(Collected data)
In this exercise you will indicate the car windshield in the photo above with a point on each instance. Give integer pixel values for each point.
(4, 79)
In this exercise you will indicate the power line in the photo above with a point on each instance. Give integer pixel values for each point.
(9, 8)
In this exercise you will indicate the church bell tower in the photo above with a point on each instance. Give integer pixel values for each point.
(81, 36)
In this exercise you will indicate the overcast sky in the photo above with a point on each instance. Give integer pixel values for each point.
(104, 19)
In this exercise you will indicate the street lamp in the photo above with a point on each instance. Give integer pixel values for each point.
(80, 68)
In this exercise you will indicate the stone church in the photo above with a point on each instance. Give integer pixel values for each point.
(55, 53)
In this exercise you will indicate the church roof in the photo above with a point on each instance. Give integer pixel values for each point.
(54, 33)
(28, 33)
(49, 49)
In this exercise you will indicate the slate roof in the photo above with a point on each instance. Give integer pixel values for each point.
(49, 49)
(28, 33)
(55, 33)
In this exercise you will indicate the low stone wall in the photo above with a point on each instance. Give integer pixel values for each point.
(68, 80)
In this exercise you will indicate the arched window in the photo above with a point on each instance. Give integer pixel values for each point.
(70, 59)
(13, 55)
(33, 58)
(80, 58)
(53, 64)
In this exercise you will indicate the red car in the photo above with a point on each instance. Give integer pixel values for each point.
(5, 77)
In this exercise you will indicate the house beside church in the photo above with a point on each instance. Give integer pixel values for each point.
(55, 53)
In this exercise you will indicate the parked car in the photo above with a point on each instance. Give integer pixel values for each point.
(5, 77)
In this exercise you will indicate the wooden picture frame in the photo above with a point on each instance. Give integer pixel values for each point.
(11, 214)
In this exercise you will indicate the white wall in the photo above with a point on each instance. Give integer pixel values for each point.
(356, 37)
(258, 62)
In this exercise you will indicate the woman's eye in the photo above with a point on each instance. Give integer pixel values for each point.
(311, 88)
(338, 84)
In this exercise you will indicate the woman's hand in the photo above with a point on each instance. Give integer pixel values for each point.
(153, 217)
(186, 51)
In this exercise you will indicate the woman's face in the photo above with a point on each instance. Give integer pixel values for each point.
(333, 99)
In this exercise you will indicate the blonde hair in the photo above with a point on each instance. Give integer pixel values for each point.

> _Directions_:
Please update all of the rows above, replacing "integer" with "whole-number" and keeping everything else the same.

> _Exercise response_:
In this exercise you will indicate the car windshield in the photo above with a point on each instance. Give whole-number pixel values for each point.
(4, 79)
In this exercise you will indicate the power line in the photo above with a point on each instance. Give whole-number pixel values for each point.
(9, 8)
In this exercise you will indicate the church bell tower in the photo above with a point on each instance. Give whole-number pixel values for each point.
(81, 36)
In this exercise you will indicate the overcast sky in the photo above with a point on each instance. Give whole-number pixel values for each point.
(104, 19)
In this exercise you will indicate the street lamp in the photo above with a point on each instance. Give whole-number pixel values for each point.
(80, 68)
In this exercise you will indicate the stone church in the photo above with a point on each instance. Give whole-number pixel values for each point.
(55, 53)
In this exercise you will indicate the church roof in the photo above with a point on each instance. Give whole-number pixel values for each point.
(54, 33)
(28, 33)
(49, 49)
In this exercise you will indicate the slate roof in the photo above with a point on each instance. Give whole-number pixel values for each point.
(49, 49)
(28, 33)
(55, 33)
In this exercise you will indicate the low stone wall in the photo above with a point on each instance. Give whole-number pixel values for each point.
(68, 80)
In this exercise you will indicate the arched window in the photo above with a point on each instance. Give whole-number pixel values for each point.
(70, 59)
(13, 55)
(33, 58)
(80, 58)
(53, 64)
In this exercise you will indicate the red car in the photo above with a point on each instance. Give whole-number pixel values for each point.
(5, 77)
In this exercise you will indicate the house beside church in the photo above with a point on each instance. Give whole-number pixel values for each point.
(55, 53)
In this exercise you will indicate the parked car in the photo above with a point on each instance. Give whole-number pixel values for each point.
(5, 77)
In this exercise you will indicate the wooden picture frame in the photo above with a point on each instance. Give whole-number pixel values for each point.
(11, 214)
In this exercise you will indicate the white wall in the photo above with a point on each instance. Give whole-number pixel values for each point.
(356, 37)
(258, 62)
In this exercise you will indicate the woman's eye in the photo above with a point on each instance. Give whole-number pixel values for each point.
(311, 88)
(338, 84)
In this exercise you will indicate the woman's hand in the photo above with a point on each instance. Give whole-number pixel values for each point.
(153, 217)
(186, 51)
In this exercise you will indicate the woman's face in the photo above with a point on each instance. Give whole-number pixel values for each point.
(333, 99)
In this exercise you will indicate the blonde hair in the photo above with a point on each instance. Give whole-number pixel values for each point.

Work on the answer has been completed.